• [Written request] Copy the lines below word for word, leaving out the pictures.

• [Listed records]
-- Start --
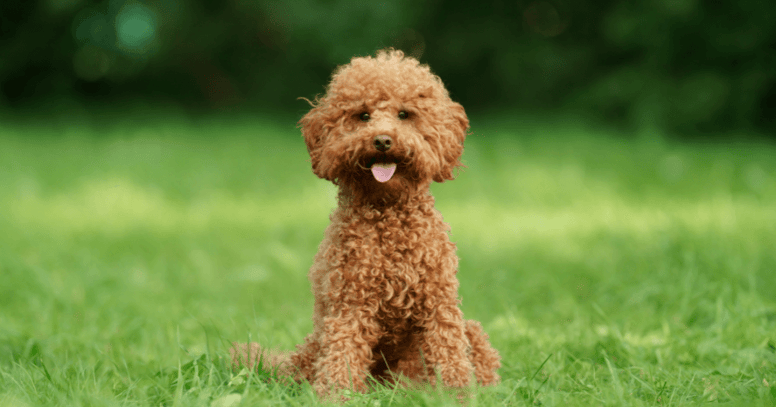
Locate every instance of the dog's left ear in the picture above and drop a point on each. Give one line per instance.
(457, 127)
(313, 127)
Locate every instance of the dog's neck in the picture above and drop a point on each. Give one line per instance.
(376, 204)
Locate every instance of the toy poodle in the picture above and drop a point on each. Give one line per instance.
(384, 278)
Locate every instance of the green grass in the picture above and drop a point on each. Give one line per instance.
(607, 270)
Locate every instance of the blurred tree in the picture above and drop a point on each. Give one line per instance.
(684, 65)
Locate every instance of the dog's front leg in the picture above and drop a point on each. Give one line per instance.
(346, 346)
(444, 346)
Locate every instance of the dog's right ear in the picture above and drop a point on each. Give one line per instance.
(313, 128)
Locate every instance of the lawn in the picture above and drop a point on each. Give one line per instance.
(608, 268)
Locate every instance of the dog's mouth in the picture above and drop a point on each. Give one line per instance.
(383, 171)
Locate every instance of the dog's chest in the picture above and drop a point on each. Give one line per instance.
(391, 261)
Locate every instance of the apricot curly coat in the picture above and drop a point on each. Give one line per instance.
(386, 294)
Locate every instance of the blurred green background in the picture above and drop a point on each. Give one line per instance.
(694, 68)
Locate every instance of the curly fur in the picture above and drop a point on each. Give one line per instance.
(386, 294)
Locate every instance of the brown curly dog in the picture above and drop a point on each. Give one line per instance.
(386, 295)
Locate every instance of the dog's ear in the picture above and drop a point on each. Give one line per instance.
(313, 126)
(457, 126)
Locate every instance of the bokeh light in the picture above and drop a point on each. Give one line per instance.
(135, 29)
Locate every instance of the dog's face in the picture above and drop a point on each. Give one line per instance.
(385, 127)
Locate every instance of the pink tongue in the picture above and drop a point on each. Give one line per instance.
(383, 172)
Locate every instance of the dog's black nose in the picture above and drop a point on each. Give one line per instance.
(382, 143)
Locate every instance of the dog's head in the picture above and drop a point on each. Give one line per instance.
(385, 128)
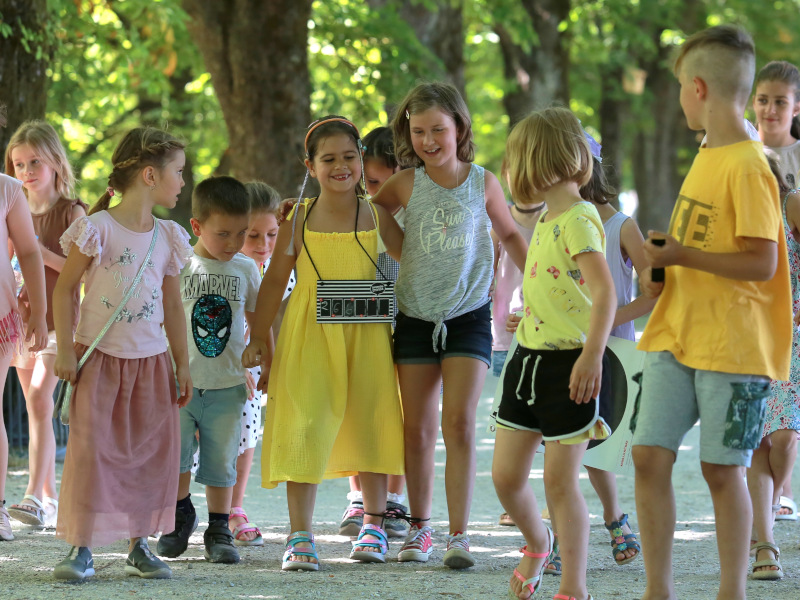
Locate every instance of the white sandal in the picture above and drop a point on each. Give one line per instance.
(5, 525)
(30, 514)
(788, 503)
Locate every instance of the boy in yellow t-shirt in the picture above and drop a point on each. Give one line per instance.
(722, 325)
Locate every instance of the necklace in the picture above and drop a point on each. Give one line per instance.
(529, 211)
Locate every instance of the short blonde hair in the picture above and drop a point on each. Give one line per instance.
(44, 140)
(546, 148)
(446, 98)
(724, 57)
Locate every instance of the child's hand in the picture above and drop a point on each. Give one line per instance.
(66, 365)
(584, 381)
(251, 385)
(263, 381)
(512, 322)
(36, 333)
(284, 208)
(650, 288)
(662, 256)
(253, 354)
(185, 388)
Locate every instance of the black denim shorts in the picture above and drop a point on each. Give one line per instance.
(468, 335)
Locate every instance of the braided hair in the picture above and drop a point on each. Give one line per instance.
(141, 147)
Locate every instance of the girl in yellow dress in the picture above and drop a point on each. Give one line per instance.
(333, 408)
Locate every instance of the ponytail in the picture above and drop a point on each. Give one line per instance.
(102, 204)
-- End --
• [Answer to this task]
Locate every instance of the dog's left ear in the picture above and drop a point on each. Give one line per instance.
(457, 127)
(313, 127)
Locate every instance of the dog's neck in the picture above and drop a point on each. Give one line per instance.
(376, 204)
Locate every instance of the toy poodle in the picture above and drop a point on each. Give one line per instance.
(384, 278)
Locate every instance of the green grass in the picture above and drop a point on each. Give one line per instance.
(607, 270)
Locate every instance of the blurred tree in the picture above and drop a point on each. Give one line per instance.
(684, 65)
Locate every instance of the dog's front leg in the picture above and drop a point on each. Give one line per instance.
(346, 346)
(444, 346)
Locate every instance of the dog's right ear in the picture above and drop a point on each. Give one line per instance.
(313, 128)
Locate every instance of the lawn in the picture above and drop a point on each. Give one line per instance.
(608, 268)
Locate every instance of the dog's mouth in the picture above and drop a point on each. Give one line per instance.
(383, 171)
Locate every instance of the dog's chest in the picture above and drop a point on each. Give one line per instance.
(391, 261)
Locate every instance of the apricot curly coat in the picture above and drop a point on each. Give one line per instance.
(386, 294)
Locate every instance of the blurred green background in the picture above and drop a point on each. Give one line per instance.
(694, 68)
Locate every instance of the curly fur in the picture above and drop a point on each. Give one line per instance.
(386, 294)
Locate every instance of the brown curly dog in the picture above and drop a point on each. Give one line per instance.
(386, 295)
Locate every instance of the dog's ear in the picture above and drop a point on each. Give one line per instance.
(313, 126)
(457, 126)
Locate every instance of the bokeh light in the picture above and drop a point on each. Give one line per instance.
(135, 29)
Locate every instance of the dog's face in the picture above and drop a point on each. Give one line per instance.
(385, 127)
Locate every instance of the pink tongue in the picture above and drop a point on each. Give one line per instance.
(383, 172)
Locate every instance of the dog's black nose in the picture above and drop a point on each. Give one line per instance.
(382, 143)
Locate every instance of the dog's head in the picture above and drop a point on each. Give one line per instance.
(385, 128)
Locate every instance of the white sandal in the picture above and drop a point on each. Give one line per instance.
(5, 525)
(30, 514)
(788, 503)
Locate every instance of the boy in yellow t-shirt in the picture above and drop a point on each. Give one line per instance.
(722, 325)
Locate every instance of the necklace in the picture above and drop a point on each. Give one line per instance.
(529, 211)
Locate every instance of the short blonde hair in the picture above and drop a point on each. Give one line per instance.
(44, 140)
(546, 148)
(446, 98)
(724, 57)
Locate every instance of the child's hand in the picture above and drop a point on each. Give one line per instance.
(66, 365)
(584, 381)
(251, 385)
(263, 381)
(512, 322)
(36, 333)
(284, 208)
(650, 288)
(662, 256)
(253, 354)
(185, 388)
Locate every instance of the black denim shorts in the picture above and drop a point on each. Give one line per instance.
(468, 335)
Locate every instance of the braided hair in the picture above and drop a point on each. Give one line per instance.
(141, 147)
Locate every instance of the girl in yellow dress in the picture above and drop a point on each. Give one line per instance.
(333, 408)
Locate every instance of the ponytail in the picture above and drop a point on each. Give one line per instance.
(102, 204)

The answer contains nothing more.